*TEXT SHOWN*
>>>
"El Oso Blanco" is tearing up the league, and quickly becoming our new favorite player.
It's safe to say the Evan Gattis is having a moment. He's been compared to Chuck Norris and "The Most Interesting Man in the World." His mythical exploits are celebrated on Twitter. On Monday, the Atlanta Braves' 27-year-old catcher was named the National League rookie of the month, after already winning the award for April. The same day, the MLB Fan Cave released this video, imagining Gattis's life before being called up to the show.
Two weeks ago, Atlanta's Sports Radio 680 took a similar take, releasing"The Legend of Oso Blanco":
If that's not enough, there's also Ricky Mast's "Loser"-sampling "The Tale of Oso Blanco":
So what's the deal with Gattis? And where the hell did he get the nickname "El Oso Blanco?" The truth is that the Bunyan-esque, 6'4", 235-pound slugger's real story is even stranger than the mythical "facts" that have sprouted up around him this season. When he was a 17-year-old playing high school ball in Texas in 2004, he was one of the hottest prospects in the country, playing on the junior national team, and committing to play at Rice, then the defending national champs. But with the fear of failure and growing depression, things got out of control as Gattis lost himself in a haze of booze and weed before entering rehab. He tried to get back into the game, enrolling at Seminole State Junior College in Oklahoma, but his depression returned, along with suicidal thoughts, and by the winter of '06, he had dropped out of school, and apparently walked away from baseball for good.
And that's where things get interesting. According to a profile in this week's Sports Illustrated (not yet online), Gattis moved in with his half-sister in Boulder, CO, and began a quixotic journey of odd jobs and spiritual seeking. When he wasn't working at a local pizza joint, or as a ski lift operator, he was meditating and reading up on religion. After one incident in which he stayed up for seven days straight seeking (and achieving) some sort of clarity, he was hospitalized. But before the crash, Gattis felt like he'd found something: "It was so peaceful," he told SI. "I found what I was looking for and I didn't want to lose it."
Returning home to Dallas, he worked as a janitor and a golf cart attendant, and then decided to travel the country seeking out spiritual enlightenment from gurus in New York, New Mexico, and, finally, Santa Cruz, CA. It was the the spring of 2009, and for Gattis, the idea of returning to baseball didn't seem so bad anymore.
That fall, he enrolled at University of Texas-Permian Basin, where his step-brother was on the team, and the now-22-year-old proceeded to pick up where he left off, impressing a Braves scout enough that the team took him in the 23rd round of the 2010 draft. That would turn out to be a very prescient pick.
Gattis hit 22 home runs and slugged .601 in Class A ball, then 18 more home runs last year as he moved up through the minors. Playing in the Venezuelan winter league last fall, he led the league in home runs, and picked up the nickname "El Oso Blanco" from a local cabbie. By spring training, where he hit .367 with 6 homers and 16 RBIs, the legend was born…and it just keeps growing.
<<<
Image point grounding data
>>>
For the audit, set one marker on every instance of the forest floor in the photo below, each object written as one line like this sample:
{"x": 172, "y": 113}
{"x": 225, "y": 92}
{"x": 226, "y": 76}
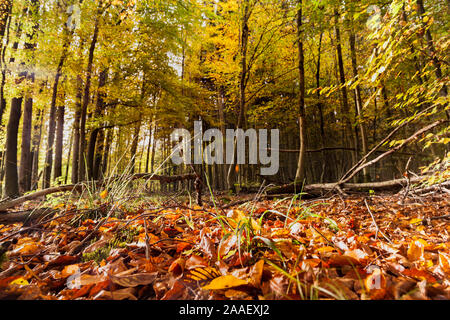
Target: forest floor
{"x": 374, "y": 247}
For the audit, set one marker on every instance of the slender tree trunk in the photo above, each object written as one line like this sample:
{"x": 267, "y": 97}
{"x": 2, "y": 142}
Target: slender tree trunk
{"x": 134, "y": 146}
{"x": 345, "y": 113}
{"x": 52, "y": 118}
{"x": 11, "y": 174}
{"x": 85, "y": 103}
{"x": 26, "y": 159}
{"x": 107, "y": 150}
{"x": 358, "y": 102}
{"x": 300, "y": 175}
{"x": 76, "y": 132}
{"x": 5, "y": 13}
{"x": 66, "y": 175}
{"x": 59, "y": 142}
{"x": 432, "y": 51}
{"x": 36, "y": 144}
{"x": 231, "y": 178}
{"x": 149, "y": 148}
{"x": 97, "y": 132}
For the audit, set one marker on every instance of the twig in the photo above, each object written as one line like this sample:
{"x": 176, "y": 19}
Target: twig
{"x": 375, "y": 223}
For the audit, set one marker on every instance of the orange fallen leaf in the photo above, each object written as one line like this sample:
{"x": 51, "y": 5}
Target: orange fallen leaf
{"x": 225, "y": 282}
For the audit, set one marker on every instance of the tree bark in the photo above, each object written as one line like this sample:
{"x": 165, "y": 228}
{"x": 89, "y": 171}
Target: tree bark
{"x": 231, "y": 178}
{"x": 11, "y": 174}
{"x": 300, "y": 175}
{"x": 5, "y": 12}
{"x": 86, "y": 97}
{"x": 358, "y": 101}
{"x": 345, "y": 113}
{"x": 59, "y": 142}
{"x": 97, "y": 132}
{"x": 52, "y": 118}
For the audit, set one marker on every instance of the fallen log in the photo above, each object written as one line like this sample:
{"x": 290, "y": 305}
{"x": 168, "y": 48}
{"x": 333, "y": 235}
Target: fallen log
{"x": 320, "y": 189}
{"x": 5, "y": 205}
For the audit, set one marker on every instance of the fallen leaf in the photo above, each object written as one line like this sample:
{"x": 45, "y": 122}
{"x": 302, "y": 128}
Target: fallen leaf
{"x": 134, "y": 280}
{"x": 225, "y": 282}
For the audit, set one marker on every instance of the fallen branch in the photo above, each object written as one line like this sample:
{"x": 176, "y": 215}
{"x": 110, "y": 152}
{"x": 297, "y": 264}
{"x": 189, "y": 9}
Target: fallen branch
{"x": 320, "y": 189}
{"x": 414, "y": 137}
{"x": 80, "y": 187}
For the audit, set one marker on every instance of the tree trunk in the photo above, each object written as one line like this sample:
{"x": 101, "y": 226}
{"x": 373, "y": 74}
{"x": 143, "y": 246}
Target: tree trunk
{"x": 107, "y": 149}
{"x": 52, "y": 118}
{"x": 134, "y": 145}
{"x": 92, "y": 155}
{"x": 345, "y": 113}
{"x": 86, "y": 97}
{"x": 358, "y": 101}
{"x": 76, "y": 132}
{"x": 26, "y": 159}
{"x": 5, "y": 12}
{"x": 11, "y": 174}
{"x": 300, "y": 175}
{"x": 36, "y": 149}
{"x": 59, "y": 142}
{"x": 231, "y": 178}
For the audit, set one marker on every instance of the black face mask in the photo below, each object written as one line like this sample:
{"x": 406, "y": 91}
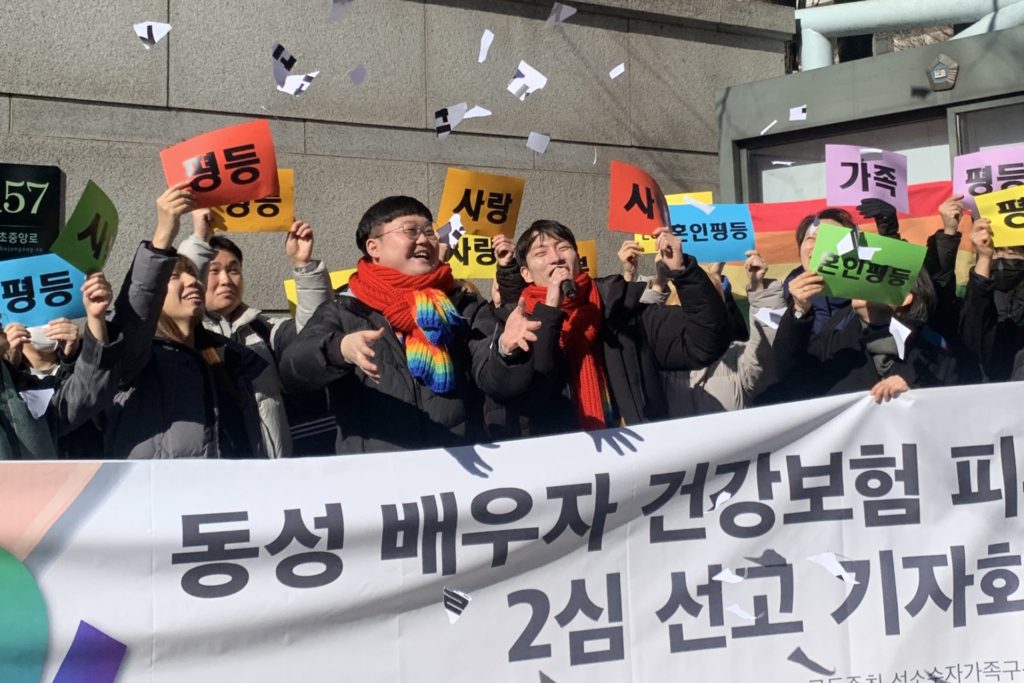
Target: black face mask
{"x": 1008, "y": 273}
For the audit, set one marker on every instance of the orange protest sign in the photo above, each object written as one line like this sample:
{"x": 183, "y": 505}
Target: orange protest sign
{"x": 588, "y": 256}
{"x": 488, "y": 204}
{"x": 636, "y": 203}
{"x": 268, "y": 214}
{"x": 225, "y": 166}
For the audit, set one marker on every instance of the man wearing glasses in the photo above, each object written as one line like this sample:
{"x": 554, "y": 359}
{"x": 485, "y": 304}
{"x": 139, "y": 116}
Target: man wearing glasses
{"x": 402, "y": 351}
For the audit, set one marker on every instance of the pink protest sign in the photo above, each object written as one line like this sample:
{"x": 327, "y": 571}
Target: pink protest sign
{"x": 988, "y": 171}
{"x": 854, "y": 173}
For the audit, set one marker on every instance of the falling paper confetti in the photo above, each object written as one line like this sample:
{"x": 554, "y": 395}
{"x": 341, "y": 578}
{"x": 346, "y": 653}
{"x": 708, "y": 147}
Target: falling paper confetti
{"x": 476, "y": 113}
{"x": 525, "y": 81}
{"x": 538, "y": 141}
{"x": 829, "y": 562}
{"x": 338, "y": 8}
{"x": 485, "y": 40}
{"x": 559, "y": 12}
{"x": 455, "y": 603}
{"x": 151, "y": 33}
{"x": 296, "y": 85}
{"x": 798, "y": 656}
{"x": 448, "y": 118}
{"x": 727, "y": 577}
{"x": 284, "y": 61}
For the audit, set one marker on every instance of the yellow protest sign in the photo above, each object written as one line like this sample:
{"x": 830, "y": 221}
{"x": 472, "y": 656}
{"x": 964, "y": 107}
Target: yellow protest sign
<<<
*WORK TASK 1*
Answer these questions from the article on Evan Gattis:
(a) Which school did Gattis commit to play for as a high school player?
(b) In which round and year of the draft did the Braves select him?
(c) From whom did he get the nickname "El Oso Blanco"?
*WORK TASK 2*
List every job the article on Evan Gattis says he held after walking away from baseball.

*EXERCISE RESPONSE 1*
(a) Rice
(b) The 23rd round of the 2010 draft
(c) A local cabbie during the Venezuelan winter league

*EXERCISE RESPONSE 2*
- Worker at a local pizza joint
- Ski lift operator
- Janitor
- Golf cart attendant